> CHALLENGE A:
Rewrite each line of the records that come after the mailing-list message below as a Markdown table with the columns Row and Line. Number the rows, omit blank lines, and leave the pictures out.

> EXTRACTED TEXT:
All of lore.kernel.org
 help / color / mirror / Atom feed
From: Jarkko Sakkinen <jarkko.sakkinen@linux.intel.com>
To: Sean Christopherson <sean.j.christopherson@intel.com>
Cc: linux-sgx@vger.kernel.org
Subject: Re: [PATCH for_v21 1/2] x86/sgx: Use SRCU to protect mm_list during reclaim
Date: Fri, 12 Jul 2019 00:13:07 +0300	[thread overview]
Message-ID: <20190711211307.cymfaxeuq73v63xg@linux.intel.com> (raw)
In-Reply-To: <20190711161625.15786-2-sean.j.christopherson@intel.com>

On Thu, Jul 11, 2019 at 09:16:24AM -0700, Sean Christopherson wrote:
> Reclaiming enclaves faces a bit of a conundrum when it comes to lock
> ordering.  The reclaim flows need to take mmap_sem for read, e.g. to age
> and zap PTEs on arbitrary mm_structs.  But reclaim must first walk the
> enclave's list of mm_structs, which could be modified asynchronously to
> reclaim.  Because modifying the list of mm_structs is done in reaction
> to vma changes, i.e. with mmap_sem held exclusively, taking enclave's
> mm_lock to protect the list walk in reclaim would lead to deadlocks due
> to conflicting lock ordering.  To avoid this, SGX currently uses a
> custom walker that drops mm_lock and restarts the walk as needed.

> DATA PROVIDED:
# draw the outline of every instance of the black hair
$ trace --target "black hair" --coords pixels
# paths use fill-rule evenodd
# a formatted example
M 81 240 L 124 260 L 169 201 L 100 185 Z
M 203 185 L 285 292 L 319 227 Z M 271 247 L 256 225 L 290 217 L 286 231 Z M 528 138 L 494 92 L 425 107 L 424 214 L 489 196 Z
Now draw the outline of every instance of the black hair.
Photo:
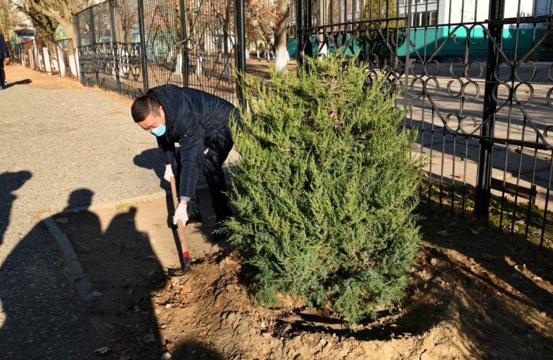
M 161 114 L 160 112 L 160 106 L 161 104 L 156 96 L 147 93 L 134 100 L 133 106 L 131 107 L 131 114 L 133 116 L 135 123 L 140 123 L 151 114 L 159 116 Z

> CHALLENGE B:
Copy the stretch of the SGX mailing-list message from "On Thu, Jul" through "walk as needed.".

> WRITTEN RESPONSE A:
| Row | Line |
|---|---|
| 1 | # draw the outline of every instance of the black hair |
| 2 | $ trace --target "black hair" --coords pixels |
| 3 | # paths use fill-rule evenodd |
| 4 | # a formatted example |
| 5 | M 81 240 L 124 260 L 169 201 L 100 185 Z |
| 6 | M 203 185 L 285 292 L 319 227 Z M 271 247 L 256 225 L 290 217 L 286 231 Z M 528 138 L 494 92 L 425 107 L 424 214 L 489 196 Z |
| 7 | Now draw the outline of every instance of the black hair. |
| 8 | Photo: |
| 9 | M 161 114 L 160 112 L 160 106 L 161 104 L 156 96 L 147 93 L 134 100 L 133 106 L 131 107 L 131 114 L 133 116 L 135 123 L 140 123 L 151 114 L 159 116 Z |

> WRITTEN RESPONSE B:
On Thu, Jul 11, 2019 at 09:16:24AM -0700, Sean Christopherson wrote:
> Reclaiming enclaves faces a bit of a conundrum when it comes to lock
> ordering.  The reclaim flows need to take mmap_sem for read, e.g. to age
> and zap PTEs on arbitrary mm_structs.  But reclaim must first walk the
> enclave's list of mm_structs, which could be modified asynchronously to
> reclaim.  Because modifying the list of mm_structs is done in reaction
> to vma changes, i.e. with mmap_sem held exclusively, taking enclave's
> mm_lock to protect the list walk in reclaim would lead to deadlocks due
> to conflicting lock ordering.  To avoid this, SGX currently uses a
> custom walker that drops mm_lock and restarts the walk as needed.